» Required action:
Output range, inclusive: from the line containing "positive clicks: (17, 154) (0, 171) (7, 170)" to the line containing "box: [113, 202, 139, 207]". Restate those lines from the data below word for word and only those.

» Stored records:
==================================================
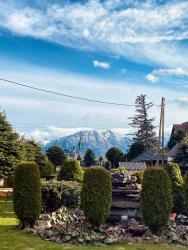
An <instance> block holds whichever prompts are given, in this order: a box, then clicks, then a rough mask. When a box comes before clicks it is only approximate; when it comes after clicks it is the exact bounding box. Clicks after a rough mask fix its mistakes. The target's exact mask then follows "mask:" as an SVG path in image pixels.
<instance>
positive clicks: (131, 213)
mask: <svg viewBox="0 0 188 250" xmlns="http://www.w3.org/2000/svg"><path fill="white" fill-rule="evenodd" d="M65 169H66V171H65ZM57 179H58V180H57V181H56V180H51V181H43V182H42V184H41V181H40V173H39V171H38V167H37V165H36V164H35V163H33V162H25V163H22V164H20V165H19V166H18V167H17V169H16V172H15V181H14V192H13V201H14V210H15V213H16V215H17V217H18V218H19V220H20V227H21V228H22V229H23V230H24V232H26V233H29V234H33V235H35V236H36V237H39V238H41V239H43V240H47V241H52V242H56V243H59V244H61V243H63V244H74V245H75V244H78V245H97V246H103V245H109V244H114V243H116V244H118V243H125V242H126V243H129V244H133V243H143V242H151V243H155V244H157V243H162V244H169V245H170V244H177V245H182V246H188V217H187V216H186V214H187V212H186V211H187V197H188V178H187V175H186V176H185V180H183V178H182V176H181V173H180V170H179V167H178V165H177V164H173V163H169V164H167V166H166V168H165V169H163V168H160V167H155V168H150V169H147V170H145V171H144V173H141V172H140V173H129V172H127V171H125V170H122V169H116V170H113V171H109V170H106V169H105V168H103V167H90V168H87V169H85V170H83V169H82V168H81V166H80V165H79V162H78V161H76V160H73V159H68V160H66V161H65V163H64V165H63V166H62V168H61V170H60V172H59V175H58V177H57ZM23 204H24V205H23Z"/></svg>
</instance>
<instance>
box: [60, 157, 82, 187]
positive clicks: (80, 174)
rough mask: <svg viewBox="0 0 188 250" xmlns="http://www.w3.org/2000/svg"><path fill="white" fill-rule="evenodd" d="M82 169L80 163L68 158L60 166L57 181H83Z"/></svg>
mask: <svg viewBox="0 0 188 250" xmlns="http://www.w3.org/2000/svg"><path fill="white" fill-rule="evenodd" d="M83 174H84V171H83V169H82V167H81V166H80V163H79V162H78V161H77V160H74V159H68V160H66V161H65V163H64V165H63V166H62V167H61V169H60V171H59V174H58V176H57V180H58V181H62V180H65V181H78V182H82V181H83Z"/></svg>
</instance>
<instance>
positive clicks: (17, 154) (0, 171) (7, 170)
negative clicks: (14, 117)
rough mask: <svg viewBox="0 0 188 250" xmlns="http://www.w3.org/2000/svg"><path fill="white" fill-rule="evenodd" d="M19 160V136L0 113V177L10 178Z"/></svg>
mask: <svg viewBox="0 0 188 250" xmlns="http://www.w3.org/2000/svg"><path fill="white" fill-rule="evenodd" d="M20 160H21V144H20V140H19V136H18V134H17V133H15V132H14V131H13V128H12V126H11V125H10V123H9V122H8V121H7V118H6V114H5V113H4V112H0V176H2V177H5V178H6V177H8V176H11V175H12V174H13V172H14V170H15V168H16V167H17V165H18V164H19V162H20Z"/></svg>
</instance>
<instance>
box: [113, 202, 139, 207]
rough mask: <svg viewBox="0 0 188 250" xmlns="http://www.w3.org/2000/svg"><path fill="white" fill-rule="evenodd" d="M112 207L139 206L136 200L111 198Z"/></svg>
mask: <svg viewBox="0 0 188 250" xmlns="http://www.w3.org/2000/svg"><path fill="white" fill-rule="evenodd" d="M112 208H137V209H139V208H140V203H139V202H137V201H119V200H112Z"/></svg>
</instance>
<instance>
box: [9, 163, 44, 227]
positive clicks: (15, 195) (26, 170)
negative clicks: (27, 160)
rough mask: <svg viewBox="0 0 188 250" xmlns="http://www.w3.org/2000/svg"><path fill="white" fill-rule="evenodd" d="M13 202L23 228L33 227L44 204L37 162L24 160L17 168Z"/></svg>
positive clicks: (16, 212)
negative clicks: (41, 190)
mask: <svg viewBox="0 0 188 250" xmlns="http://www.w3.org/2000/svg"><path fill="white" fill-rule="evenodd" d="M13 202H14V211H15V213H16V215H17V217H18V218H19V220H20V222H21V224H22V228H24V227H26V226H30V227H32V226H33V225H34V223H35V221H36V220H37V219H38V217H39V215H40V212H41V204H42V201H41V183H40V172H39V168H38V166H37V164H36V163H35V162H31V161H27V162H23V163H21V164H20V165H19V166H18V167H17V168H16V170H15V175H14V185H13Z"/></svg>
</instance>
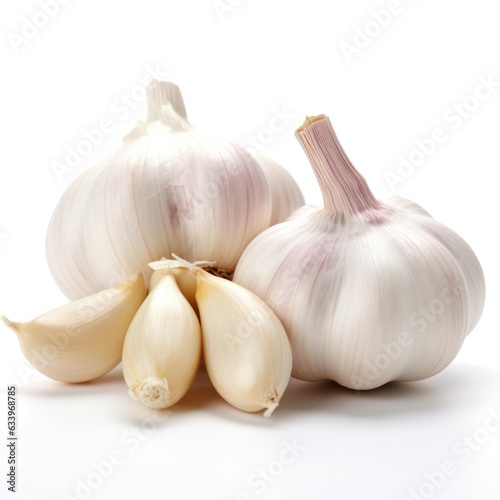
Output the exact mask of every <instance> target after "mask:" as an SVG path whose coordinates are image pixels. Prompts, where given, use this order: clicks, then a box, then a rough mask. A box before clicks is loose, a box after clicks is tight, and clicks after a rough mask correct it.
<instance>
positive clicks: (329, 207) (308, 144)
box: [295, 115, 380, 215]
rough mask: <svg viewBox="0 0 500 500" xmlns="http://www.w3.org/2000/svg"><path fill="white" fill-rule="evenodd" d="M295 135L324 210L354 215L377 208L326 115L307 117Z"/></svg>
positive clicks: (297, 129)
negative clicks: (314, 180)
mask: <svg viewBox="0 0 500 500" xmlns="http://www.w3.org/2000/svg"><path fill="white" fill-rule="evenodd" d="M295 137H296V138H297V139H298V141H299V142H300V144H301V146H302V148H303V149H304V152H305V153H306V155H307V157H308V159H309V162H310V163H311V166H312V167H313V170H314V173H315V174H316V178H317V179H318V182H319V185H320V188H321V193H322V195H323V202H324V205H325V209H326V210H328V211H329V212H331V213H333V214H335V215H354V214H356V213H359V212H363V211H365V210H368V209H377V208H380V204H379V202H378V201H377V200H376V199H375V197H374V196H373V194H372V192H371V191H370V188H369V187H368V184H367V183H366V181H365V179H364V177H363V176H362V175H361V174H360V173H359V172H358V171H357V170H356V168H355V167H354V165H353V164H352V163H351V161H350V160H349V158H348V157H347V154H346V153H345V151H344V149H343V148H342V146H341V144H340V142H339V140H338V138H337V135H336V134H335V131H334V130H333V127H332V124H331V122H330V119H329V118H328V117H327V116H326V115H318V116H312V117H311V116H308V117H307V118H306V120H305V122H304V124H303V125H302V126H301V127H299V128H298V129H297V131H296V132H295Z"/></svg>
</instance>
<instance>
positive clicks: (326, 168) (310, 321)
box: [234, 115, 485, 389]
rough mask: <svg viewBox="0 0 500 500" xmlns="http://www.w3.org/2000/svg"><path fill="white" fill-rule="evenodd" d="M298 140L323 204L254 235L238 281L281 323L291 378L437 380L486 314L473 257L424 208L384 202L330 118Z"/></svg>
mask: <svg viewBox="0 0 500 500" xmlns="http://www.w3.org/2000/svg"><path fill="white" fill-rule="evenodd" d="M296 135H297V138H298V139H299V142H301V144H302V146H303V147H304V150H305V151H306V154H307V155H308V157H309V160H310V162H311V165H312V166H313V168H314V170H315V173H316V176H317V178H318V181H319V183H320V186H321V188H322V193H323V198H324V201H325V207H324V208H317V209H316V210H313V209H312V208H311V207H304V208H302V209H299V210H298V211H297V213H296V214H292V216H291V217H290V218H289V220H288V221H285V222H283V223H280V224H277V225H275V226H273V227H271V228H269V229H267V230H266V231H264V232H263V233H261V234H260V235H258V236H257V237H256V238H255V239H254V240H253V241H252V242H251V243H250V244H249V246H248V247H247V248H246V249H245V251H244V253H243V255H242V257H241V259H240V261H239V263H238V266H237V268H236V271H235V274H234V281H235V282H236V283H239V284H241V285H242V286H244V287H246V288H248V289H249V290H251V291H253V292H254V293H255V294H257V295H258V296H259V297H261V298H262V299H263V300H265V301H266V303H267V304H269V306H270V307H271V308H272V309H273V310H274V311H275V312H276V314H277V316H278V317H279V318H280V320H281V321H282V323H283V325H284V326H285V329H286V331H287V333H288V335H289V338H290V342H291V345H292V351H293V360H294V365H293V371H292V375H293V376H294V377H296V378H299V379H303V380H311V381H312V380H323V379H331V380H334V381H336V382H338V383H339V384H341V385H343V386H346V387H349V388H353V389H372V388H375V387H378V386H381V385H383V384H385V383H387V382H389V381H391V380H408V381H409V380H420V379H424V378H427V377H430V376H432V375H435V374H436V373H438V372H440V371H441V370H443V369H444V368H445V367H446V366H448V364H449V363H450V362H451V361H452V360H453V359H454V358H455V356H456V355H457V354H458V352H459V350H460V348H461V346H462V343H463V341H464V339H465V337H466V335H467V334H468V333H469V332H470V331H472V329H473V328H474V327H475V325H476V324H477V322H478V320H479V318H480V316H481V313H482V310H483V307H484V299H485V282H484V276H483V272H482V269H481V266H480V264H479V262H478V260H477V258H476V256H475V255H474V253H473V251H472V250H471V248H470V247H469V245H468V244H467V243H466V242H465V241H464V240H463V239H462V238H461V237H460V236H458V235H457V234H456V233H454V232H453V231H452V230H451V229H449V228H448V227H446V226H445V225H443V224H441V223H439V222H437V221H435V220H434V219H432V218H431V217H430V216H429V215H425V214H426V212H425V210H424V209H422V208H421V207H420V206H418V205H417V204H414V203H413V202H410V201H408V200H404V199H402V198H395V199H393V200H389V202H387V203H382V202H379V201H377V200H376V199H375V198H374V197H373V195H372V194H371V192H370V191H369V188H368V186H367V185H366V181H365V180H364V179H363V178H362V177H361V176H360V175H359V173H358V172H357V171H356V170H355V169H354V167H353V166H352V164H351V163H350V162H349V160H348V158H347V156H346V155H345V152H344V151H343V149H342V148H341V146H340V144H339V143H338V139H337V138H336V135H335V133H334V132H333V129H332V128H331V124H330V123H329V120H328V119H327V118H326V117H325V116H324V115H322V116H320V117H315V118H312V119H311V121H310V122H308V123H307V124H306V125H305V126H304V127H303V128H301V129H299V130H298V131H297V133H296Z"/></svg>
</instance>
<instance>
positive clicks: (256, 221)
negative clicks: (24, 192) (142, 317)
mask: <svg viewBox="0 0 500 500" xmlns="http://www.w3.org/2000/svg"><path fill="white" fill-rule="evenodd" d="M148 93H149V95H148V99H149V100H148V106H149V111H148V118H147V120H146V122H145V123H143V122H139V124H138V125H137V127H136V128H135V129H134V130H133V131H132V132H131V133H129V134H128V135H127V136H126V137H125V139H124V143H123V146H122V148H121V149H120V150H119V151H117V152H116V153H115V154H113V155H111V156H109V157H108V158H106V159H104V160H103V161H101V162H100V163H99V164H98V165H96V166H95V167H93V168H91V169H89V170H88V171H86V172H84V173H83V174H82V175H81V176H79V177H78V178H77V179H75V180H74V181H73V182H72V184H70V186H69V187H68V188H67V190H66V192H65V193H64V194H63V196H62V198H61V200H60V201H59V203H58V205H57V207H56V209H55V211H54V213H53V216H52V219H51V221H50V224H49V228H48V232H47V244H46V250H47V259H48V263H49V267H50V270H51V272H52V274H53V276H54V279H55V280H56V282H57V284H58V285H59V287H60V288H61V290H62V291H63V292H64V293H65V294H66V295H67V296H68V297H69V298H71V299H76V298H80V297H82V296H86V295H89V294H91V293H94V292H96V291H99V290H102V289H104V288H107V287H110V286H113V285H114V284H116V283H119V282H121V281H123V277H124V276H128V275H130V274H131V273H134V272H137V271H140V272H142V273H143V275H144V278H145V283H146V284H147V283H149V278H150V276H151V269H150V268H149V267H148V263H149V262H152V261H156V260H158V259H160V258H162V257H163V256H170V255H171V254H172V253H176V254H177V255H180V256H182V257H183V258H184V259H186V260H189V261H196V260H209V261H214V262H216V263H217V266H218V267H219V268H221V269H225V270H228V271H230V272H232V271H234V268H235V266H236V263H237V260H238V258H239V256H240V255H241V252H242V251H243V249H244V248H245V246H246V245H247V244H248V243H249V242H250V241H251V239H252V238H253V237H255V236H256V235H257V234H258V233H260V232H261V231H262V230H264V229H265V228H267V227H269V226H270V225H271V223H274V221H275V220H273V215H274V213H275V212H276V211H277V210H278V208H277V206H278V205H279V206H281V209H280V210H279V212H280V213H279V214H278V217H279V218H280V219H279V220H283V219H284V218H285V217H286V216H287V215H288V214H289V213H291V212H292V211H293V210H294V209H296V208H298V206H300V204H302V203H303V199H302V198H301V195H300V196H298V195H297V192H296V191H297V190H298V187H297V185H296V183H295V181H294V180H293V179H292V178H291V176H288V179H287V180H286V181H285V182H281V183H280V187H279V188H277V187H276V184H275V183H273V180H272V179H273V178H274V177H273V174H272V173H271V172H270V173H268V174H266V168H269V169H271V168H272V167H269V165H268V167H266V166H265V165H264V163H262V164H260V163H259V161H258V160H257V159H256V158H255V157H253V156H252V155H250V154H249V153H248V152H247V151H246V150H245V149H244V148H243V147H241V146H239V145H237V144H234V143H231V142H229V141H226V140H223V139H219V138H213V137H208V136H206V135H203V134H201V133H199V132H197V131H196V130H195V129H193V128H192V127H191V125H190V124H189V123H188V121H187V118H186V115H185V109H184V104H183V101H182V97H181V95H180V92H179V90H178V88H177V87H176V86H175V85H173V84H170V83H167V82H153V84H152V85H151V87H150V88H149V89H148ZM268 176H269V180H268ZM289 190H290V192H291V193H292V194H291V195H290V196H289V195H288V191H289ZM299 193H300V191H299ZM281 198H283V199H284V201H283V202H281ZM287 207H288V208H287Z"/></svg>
==================================================
» Solution to this task:
positive clicks: (17, 154) (0, 171) (7, 170)
negative clicks: (14, 117)
rough mask: <svg viewBox="0 0 188 250" xmlns="http://www.w3.org/2000/svg"><path fill="white" fill-rule="evenodd" d="M19 160V136L0 113V177L10 178Z"/></svg>
mask: <svg viewBox="0 0 188 250" xmlns="http://www.w3.org/2000/svg"><path fill="white" fill-rule="evenodd" d="M20 160H21V144H20V140H19V136H18V134H17V133H15V132H14V131H13V128H12V126H11V125H10V123H9V122H8V121H7V118H6V114H5V113H4V112H0V176H2V177H5V178H6V177H8V176H11V175H12V174H13V172H14V170H15V168H16V167H17V165H18V164H19V162H20Z"/></svg>
</instance>
<instance>
box: [113, 202, 139, 207]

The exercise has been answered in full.